» **Task requirements**
#1 Using the email thread about rephrasing translatable error messages, state whether each statement agrees with it: (a) the suggested rephrasing does away with the conditional; (b) the rephrased messages would follow the quoting style that seems to prevail in such messages; (c) the rephrased message would use words the user sees in the source code regardless of locale language. For each, answer yes or no and quote the deciding words.
#2 Write the next part of the email thread about rephrasing translatable error messages, picking up after its final sentence.

» **Reading passage**

+++

On 09/19/2017 09:54 AM, Steve Ellcey wrote:
On Tue, 2017-09-19 at 09:50 +0200, Frédéric Marchal wrote:
On lundi 18 septembre 2017 13 h 20 min 25 s CEST Martin Sebor wrote:

I haven't looked at all of them but from the few I have seen it
seems that rephrasing the messages along the following lines would
be a way to get around the translation issue and without increasing
the number of calls (though not without the conditional):

   error (is_pragma
          ? G_("missing name in %<#pragma target\(\"%s=\")%>")
          : G_("missing name in %<target(\"%s=\")%> attribute"),
          "arch");

The additional benefit of this approach is that it would also make
the quoting consistent with what seems to be the prevailing style
of these sorts of messages.  (It would be nice to eventually
converge on the same style/quoting and phrasing across all back
and front ends.)
Indeed! That's even better as the message uses words the user sees in the
source code whatever his/her locale language is.

+++

» **Given records**
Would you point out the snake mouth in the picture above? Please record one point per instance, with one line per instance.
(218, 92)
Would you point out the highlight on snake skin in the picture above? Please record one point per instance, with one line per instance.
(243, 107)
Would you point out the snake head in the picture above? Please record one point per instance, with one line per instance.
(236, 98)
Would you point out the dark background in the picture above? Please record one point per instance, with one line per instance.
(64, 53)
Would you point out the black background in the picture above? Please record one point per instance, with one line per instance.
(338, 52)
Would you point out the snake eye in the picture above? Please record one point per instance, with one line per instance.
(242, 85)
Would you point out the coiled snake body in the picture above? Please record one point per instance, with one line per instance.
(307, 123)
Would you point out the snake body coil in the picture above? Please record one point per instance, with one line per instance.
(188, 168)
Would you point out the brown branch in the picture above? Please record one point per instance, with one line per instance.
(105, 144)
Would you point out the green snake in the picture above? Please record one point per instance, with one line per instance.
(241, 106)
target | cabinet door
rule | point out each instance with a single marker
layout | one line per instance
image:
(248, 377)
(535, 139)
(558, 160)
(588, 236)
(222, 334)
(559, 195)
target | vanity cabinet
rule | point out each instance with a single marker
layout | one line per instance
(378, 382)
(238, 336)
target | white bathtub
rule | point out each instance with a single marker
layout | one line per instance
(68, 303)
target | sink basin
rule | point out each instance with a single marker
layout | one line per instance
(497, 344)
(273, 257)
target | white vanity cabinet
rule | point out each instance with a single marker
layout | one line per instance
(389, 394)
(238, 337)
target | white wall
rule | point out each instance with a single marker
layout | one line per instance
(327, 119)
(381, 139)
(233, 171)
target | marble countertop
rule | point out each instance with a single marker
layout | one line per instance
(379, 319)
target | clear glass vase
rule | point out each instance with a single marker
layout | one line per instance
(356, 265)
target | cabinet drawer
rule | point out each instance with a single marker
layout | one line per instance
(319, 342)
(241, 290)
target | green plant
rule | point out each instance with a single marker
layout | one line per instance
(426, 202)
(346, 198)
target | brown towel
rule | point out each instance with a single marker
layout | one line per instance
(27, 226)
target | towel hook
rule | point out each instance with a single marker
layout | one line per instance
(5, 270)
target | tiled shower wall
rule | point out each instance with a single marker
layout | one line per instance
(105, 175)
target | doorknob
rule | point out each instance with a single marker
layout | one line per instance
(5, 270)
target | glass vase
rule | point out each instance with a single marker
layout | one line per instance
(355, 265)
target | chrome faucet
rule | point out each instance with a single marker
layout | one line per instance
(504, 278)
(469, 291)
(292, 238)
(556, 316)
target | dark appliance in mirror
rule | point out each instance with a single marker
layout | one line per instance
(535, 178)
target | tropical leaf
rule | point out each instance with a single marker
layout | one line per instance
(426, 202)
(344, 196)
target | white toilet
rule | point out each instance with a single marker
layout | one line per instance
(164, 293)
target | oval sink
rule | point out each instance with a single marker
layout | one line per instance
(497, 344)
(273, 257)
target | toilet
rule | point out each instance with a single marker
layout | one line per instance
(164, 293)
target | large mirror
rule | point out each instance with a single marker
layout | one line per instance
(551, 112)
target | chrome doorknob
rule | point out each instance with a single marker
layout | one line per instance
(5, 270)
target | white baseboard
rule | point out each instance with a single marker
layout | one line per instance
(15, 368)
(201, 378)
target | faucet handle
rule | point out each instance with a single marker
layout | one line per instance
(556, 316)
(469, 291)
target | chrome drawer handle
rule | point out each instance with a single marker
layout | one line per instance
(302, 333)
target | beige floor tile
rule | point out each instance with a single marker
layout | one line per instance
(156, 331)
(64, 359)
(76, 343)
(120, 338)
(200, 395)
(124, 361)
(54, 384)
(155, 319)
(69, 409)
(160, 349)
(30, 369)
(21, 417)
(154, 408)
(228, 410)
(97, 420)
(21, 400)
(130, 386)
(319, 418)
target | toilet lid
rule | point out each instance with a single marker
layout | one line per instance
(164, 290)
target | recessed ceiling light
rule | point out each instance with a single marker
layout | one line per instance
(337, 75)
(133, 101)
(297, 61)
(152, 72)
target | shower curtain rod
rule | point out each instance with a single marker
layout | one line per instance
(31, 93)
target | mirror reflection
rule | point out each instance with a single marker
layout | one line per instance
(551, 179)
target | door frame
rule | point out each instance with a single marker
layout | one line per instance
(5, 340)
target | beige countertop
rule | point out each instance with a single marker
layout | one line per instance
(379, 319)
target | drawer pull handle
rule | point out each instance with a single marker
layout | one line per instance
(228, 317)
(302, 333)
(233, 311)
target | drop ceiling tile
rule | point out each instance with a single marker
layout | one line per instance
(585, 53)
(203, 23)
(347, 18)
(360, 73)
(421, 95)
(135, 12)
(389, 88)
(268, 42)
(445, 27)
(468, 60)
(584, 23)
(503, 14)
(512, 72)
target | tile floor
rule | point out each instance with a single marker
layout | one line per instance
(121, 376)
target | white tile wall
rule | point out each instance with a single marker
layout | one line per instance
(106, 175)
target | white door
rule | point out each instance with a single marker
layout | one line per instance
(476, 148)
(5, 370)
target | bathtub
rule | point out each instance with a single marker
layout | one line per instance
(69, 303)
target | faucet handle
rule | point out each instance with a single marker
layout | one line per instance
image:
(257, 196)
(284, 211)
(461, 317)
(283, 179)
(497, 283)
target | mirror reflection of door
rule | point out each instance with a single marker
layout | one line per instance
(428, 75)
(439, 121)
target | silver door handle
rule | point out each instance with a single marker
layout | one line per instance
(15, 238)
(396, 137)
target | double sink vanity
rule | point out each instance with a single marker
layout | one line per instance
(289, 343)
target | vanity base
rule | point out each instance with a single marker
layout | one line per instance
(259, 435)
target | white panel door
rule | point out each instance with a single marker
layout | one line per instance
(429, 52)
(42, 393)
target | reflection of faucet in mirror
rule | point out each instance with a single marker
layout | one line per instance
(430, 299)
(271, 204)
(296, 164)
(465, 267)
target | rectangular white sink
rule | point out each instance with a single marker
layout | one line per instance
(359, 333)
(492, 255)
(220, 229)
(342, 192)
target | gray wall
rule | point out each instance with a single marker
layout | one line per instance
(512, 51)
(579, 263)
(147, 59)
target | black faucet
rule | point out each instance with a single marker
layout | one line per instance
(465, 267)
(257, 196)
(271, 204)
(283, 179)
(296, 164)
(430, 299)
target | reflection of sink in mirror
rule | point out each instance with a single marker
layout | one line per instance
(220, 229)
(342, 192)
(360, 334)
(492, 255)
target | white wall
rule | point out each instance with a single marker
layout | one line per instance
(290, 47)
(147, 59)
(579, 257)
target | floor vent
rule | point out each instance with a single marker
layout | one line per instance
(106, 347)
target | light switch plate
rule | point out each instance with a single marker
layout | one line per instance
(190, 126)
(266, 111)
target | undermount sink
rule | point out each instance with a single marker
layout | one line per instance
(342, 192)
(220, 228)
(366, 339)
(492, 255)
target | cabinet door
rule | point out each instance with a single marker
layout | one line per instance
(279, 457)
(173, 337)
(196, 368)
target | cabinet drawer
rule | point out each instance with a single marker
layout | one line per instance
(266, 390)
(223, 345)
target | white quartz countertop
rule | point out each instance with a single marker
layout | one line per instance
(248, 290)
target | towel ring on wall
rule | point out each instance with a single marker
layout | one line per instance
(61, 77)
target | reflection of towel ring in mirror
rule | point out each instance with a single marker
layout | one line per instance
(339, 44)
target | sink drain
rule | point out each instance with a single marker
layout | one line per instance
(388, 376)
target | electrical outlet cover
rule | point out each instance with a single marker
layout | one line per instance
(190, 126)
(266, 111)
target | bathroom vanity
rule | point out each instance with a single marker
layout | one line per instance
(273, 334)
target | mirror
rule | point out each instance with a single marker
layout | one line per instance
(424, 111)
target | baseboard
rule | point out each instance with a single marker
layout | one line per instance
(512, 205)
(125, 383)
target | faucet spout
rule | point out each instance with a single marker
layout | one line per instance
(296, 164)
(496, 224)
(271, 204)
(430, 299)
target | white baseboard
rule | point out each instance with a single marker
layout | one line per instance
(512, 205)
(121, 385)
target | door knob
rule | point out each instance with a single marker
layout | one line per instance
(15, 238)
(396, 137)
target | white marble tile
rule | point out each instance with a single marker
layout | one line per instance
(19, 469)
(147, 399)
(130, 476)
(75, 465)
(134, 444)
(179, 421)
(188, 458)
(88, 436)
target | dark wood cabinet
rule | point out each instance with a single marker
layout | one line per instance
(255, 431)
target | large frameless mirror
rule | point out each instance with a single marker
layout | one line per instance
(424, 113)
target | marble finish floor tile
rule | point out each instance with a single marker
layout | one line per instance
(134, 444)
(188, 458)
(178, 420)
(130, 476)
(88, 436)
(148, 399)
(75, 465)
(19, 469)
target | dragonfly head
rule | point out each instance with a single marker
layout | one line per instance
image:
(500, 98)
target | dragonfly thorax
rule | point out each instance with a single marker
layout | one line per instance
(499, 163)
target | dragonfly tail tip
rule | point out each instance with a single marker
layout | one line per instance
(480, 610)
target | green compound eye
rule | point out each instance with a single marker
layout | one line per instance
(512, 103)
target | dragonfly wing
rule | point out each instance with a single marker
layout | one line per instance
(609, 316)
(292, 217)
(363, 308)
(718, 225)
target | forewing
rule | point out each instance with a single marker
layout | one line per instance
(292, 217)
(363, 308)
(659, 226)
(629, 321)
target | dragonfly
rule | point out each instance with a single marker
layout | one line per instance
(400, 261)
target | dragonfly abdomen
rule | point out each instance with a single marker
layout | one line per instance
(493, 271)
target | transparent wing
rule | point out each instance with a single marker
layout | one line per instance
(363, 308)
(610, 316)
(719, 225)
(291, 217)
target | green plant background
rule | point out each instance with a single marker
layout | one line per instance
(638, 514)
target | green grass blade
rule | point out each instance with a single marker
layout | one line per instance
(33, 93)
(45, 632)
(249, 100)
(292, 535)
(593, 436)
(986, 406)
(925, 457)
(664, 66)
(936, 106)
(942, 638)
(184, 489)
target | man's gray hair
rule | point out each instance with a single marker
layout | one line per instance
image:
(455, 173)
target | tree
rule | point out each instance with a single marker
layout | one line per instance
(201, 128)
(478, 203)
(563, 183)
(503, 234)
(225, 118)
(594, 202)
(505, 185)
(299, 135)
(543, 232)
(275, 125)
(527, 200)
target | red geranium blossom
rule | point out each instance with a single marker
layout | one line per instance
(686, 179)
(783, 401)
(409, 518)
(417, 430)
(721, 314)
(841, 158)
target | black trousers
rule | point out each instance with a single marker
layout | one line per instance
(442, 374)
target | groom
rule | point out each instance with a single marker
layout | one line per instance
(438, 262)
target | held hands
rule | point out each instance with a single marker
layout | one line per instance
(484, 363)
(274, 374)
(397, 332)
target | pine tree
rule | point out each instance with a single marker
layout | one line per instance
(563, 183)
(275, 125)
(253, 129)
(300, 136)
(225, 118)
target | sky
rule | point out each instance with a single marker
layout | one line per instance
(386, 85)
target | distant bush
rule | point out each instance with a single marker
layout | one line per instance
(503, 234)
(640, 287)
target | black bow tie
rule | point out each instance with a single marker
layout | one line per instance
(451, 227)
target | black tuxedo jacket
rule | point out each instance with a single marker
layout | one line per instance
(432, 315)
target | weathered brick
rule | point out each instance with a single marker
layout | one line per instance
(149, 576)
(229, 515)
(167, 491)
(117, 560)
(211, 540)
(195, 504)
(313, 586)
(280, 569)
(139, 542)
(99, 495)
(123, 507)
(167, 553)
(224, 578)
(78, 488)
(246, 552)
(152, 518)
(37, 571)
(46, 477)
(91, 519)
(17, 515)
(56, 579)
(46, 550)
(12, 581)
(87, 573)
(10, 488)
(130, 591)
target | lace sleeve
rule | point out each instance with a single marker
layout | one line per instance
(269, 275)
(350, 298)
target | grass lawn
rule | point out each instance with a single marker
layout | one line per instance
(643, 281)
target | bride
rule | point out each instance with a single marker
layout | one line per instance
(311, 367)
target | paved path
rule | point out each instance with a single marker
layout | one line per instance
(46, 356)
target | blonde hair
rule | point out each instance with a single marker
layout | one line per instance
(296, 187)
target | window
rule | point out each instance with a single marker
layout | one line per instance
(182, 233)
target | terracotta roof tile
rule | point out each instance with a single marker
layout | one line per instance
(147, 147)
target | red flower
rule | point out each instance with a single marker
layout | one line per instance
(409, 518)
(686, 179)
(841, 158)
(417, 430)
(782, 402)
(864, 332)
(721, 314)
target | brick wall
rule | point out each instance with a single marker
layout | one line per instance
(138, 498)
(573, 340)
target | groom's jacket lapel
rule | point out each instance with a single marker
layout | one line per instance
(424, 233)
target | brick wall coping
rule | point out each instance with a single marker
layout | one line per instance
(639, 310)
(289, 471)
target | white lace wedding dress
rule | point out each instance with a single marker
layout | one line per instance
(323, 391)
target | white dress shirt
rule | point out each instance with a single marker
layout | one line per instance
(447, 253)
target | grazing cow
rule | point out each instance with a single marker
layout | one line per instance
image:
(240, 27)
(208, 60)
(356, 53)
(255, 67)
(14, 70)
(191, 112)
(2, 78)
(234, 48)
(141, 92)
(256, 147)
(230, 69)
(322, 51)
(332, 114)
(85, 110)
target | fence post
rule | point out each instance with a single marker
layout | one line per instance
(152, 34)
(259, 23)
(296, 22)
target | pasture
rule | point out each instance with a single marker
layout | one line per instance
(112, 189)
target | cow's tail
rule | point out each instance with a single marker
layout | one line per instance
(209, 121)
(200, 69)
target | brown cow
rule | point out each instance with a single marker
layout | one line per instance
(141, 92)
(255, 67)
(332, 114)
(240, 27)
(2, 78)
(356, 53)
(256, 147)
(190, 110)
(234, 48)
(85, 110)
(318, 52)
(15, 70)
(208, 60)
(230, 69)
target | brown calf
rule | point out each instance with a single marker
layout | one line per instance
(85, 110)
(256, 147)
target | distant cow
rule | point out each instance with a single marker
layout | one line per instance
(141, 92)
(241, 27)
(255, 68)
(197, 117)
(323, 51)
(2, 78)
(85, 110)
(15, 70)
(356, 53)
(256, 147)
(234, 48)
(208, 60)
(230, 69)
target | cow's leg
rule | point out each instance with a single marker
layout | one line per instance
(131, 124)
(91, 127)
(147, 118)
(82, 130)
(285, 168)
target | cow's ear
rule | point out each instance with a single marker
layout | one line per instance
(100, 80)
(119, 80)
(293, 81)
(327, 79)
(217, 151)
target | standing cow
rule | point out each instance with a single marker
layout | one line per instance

+++

» **Task-by-task outputs**
#1
(a) No: "though not without the conditional"
(b) Yes: "it would also make the quoting consistent with what seems to be the prevailing style of these sorts of messages"
(c) Yes: "the message uses words the user sees in the source code whatever his/her locale language is"

#2
With your proposal, I know I must not translate "target" because it clearly is
part of the programming language. With the former message, I would have
translated "target" as part of the human language message. Your approach is
clearly better.

Frederic

Are '%<...%>' described somewhere?  These aren't normal printf options
are they?  I don't think I have ever used them before.  I am also not
sure why you have '%s=' means vs. '%s'.  Is it even worth breaking the
word 'arch' out of the string vs. having something like:

	error (is_pragma
		? G_("missing name in %<#pragma target \"arch\"%>)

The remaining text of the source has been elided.